** start of RECORD EXCERPTS **

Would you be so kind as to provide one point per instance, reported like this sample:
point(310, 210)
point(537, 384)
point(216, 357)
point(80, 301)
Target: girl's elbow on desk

** end of RECORD EXCERPTS **

**WHAT NEEDS TO BE DONE**
Reproduce the data above, replacing "desk" with "table" and leaving everything else unchanged.

**FINAL RESULT**
Would you be so kind as to provide one point per instance, reported like this sample:
point(310, 210)
point(537, 384)
point(216, 357)
point(80, 301)
Target: girl's elbow on table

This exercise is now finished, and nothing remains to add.